CONSEGNA: Riporta integralmente, senza alcuna modifica, il testo sul dibattito di Brescia.

SEGMENTO DI TESTO:
──────────────────────────────
“I POPOLI IN RIVOLTA SCRIVONO LA STORIA”: UN INTERESSANTE DIBATTITO A BRESCIA

Il 30 giugno 2024, presso l’ Arena del Parco Castelli a Mompiano, organizzata da “Potere al Popolo!” e dal Collettivo N.N. di Brescia, si è tenuta la presentazione dell’ opuscolo “La Questione Palestinese e noi”, edito dall’ Ex-OPG “Je So’ Pazzo” di Napoli.

Dinanzi ad un attento pubblico in prevalenza giovanile,  hanno dialogato tre rappresentanti di alcune realtà politico-culturali: Lorenzo Fiorentino dell’ Ex OPG nonché componente del Collettivo Autorganizzato Universitario di Napoli, Marta Cremaschi dell’ associazione “Studenti Per” di Brescia e Mariam Ghassan dell’ associazione “Giovani Palestinesi d’ Italia”, una delle più impegnate animatrici delle manifestazioni di protesta contro l’ orrenda situazione a Gaza.
──────────────────────────────
Annotazioni a punti sulle immagini
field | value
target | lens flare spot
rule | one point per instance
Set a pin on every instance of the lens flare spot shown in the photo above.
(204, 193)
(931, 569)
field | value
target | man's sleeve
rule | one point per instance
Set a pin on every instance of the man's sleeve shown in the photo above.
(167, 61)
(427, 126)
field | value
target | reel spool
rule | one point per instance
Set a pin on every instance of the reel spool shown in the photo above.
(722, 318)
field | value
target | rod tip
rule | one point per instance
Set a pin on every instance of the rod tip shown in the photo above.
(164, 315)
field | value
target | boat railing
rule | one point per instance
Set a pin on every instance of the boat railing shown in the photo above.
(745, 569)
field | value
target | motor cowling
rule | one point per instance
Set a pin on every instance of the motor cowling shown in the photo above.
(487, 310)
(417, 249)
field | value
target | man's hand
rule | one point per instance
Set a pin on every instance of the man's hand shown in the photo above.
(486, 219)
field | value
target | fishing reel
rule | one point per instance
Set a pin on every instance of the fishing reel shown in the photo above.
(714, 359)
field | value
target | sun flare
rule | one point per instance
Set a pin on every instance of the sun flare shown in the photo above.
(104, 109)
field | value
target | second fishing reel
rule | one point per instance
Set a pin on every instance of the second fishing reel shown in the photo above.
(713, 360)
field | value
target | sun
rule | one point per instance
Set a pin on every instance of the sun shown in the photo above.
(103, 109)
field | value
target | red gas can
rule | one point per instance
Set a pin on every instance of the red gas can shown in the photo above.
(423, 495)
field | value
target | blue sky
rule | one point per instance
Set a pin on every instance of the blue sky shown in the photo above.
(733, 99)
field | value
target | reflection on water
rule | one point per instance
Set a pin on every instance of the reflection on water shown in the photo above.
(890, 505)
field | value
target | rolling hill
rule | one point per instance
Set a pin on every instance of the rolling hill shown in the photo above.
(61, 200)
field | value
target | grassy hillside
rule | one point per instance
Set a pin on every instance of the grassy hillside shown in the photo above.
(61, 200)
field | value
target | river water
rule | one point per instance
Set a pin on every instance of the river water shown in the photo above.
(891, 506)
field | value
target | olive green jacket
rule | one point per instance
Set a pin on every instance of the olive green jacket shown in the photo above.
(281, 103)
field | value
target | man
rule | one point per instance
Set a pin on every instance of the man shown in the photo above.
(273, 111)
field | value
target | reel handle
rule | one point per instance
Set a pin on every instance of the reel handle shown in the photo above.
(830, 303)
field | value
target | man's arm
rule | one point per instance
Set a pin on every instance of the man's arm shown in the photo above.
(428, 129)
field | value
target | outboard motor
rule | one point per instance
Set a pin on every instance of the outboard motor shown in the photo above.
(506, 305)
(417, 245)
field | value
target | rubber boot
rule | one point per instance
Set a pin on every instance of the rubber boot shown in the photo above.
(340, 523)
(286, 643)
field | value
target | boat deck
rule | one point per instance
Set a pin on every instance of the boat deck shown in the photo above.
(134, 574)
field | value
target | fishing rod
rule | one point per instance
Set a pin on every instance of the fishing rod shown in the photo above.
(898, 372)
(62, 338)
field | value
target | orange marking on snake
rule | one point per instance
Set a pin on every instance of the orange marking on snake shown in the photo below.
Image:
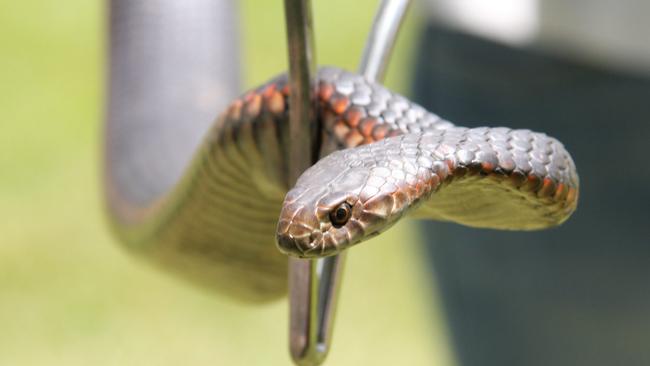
(340, 104)
(353, 116)
(254, 106)
(269, 90)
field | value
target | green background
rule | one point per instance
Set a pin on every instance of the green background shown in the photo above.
(70, 295)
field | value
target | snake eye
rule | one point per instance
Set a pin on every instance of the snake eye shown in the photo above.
(341, 214)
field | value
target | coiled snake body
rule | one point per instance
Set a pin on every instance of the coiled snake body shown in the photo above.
(387, 157)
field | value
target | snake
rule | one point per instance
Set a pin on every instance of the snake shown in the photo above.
(226, 217)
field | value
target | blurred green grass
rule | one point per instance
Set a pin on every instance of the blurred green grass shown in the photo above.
(69, 294)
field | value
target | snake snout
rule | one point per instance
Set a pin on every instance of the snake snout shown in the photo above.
(297, 239)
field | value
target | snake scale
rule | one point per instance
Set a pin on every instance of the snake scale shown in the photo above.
(228, 220)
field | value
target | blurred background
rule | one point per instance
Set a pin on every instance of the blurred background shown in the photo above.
(443, 295)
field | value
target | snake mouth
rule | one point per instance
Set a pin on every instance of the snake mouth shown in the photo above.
(299, 240)
(307, 245)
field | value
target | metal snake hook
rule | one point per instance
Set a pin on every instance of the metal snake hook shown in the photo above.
(314, 284)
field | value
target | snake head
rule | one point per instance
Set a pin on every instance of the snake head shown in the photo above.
(335, 205)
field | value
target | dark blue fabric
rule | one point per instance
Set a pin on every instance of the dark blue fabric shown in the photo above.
(574, 295)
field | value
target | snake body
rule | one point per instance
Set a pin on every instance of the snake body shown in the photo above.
(212, 205)
(385, 157)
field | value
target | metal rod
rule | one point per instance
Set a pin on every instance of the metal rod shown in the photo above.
(314, 284)
(381, 38)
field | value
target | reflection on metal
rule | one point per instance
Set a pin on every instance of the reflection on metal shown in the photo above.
(381, 38)
(314, 284)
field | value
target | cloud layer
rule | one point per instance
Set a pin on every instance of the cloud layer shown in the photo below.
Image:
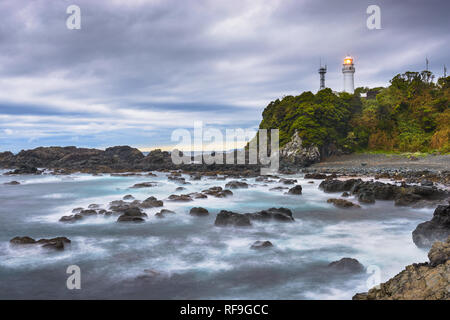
(139, 69)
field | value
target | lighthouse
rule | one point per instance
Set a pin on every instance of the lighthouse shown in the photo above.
(348, 69)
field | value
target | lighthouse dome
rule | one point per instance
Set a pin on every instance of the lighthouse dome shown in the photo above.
(348, 60)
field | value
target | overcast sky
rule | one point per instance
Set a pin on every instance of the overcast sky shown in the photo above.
(136, 70)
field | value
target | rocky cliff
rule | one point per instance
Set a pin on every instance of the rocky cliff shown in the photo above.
(423, 281)
(294, 153)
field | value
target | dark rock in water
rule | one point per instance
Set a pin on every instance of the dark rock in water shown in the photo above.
(218, 192)
(419, 281)
(236, 185)
(199, 212)
(196, 177)
(24, 169)
(12, 183)
(366, 196)
(407, 199)
(144, 185)
(439, 252)
(123, 218)
(278, 188)
(342, 203)
(295, 190)
(163, 212)
(295, 153)
(437, 229)
(88, 212)
(228, 218)
(22, 240)
(119, 205)
(347, 265)
(427, 183)
(132, 215)
(288, 181)
(151, 202)
(54, 243)
(72, 218)
(334, 185)
(198, 195)
(261, 245)
(180, 198)
(315, 176)
(279, 214)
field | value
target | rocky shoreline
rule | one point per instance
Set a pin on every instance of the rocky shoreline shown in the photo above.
(408, 186)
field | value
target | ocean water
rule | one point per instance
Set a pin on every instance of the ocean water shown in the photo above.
(185, 257)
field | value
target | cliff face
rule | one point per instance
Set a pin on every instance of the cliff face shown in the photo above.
(294, 153)
(425, 281)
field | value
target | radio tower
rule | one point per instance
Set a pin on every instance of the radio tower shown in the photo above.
(348, 69)
(322, 71)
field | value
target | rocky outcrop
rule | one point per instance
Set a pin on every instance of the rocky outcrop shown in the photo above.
(257, 245)
(342, 203)
(437, 229)
(236, 185)
(132, 215)
(423, 281)
(180, 198)
(144, 185)
(227, 218)
(199, 212)
(297, 190)
(369, 191)
(151, 202)
(346, 265)
(12, 183)
(218, 192)
(57, 243)
(163, 213)
(296, 154)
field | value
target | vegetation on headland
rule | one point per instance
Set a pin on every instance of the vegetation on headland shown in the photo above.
(411, 115)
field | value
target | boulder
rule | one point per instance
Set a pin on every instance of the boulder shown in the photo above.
(295, 190)
(315, 176)
(163, 212)
(71, 218)
(279, 214)
(218, 192)
(151, 202)
(144, 185)
(228, 218)
(346, 265)
(437, 229)
(366, 196)
(180, 198)
(133, 214)
(288, 181)
(342, 203)
(334, 185)
(57, 243)
(199, 212)
(236, 185)
(257, 245)
(419, 281)
(12, 183)
(295, 153)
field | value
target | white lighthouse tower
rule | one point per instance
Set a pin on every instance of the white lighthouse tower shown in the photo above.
(348, 69)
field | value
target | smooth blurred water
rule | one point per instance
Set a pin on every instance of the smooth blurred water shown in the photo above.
(193, 258)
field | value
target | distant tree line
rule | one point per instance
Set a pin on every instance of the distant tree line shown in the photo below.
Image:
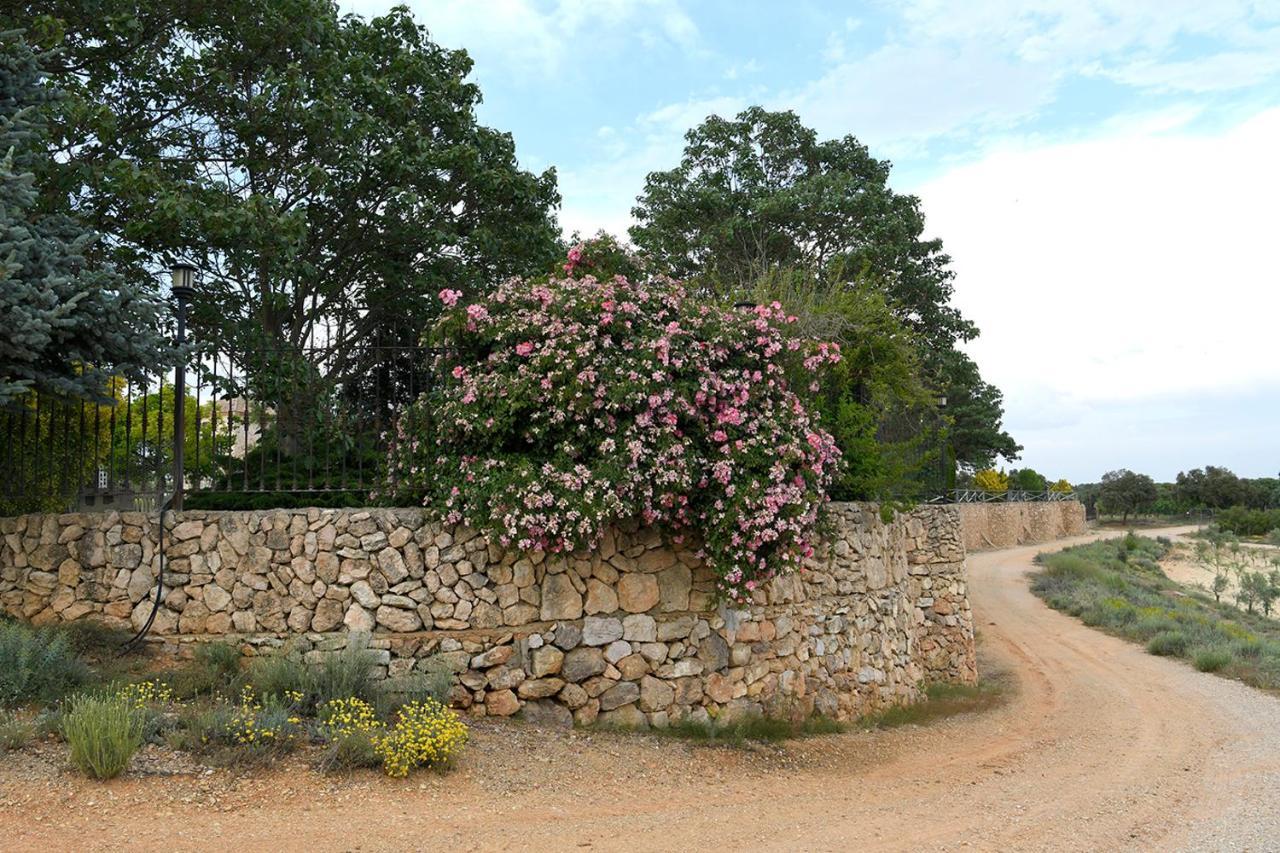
(328, 170)
(1238, 502)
──────────────────────────────
COMPITO SVOLTO:
“I POPOLI IN RIVOLTA SCRIVONO LA STORIA”: UN INTERESSANTE DIBATTITO A BRESCIA

Il 30 giugno 2024, presso l’ Arena del Parco Castelli a Mompiano, organizzata da “Potere al Popolo!” e dal Collettivo N.N. di Brescia, si è tenuta la presentazione dell’ opuscolo “La Questione Palestinese e noi”, edito dall’ Ex-OPG “Je So’ Pazzo” di Napoli.

Dinanzi ad un attento pubblico in prevalenza giovanile,  hanno dialogato tre rappresentanti di alcune realtà politico-culturali: Lorenzo Fiorentino dell’ Ex OPG nonché componente del Collettivo Autorganizzato Universitario di Napoli, Marta Cremaschi dell’ associazione “Studenti Per” di Brescia e Mariam Ghassan dell’ associazione “Giovani Palestinesi d’ Italia”, una delle più impegnate animatrici delle manifestazioni di protesta contro l’ orrenda situazione a Gaza.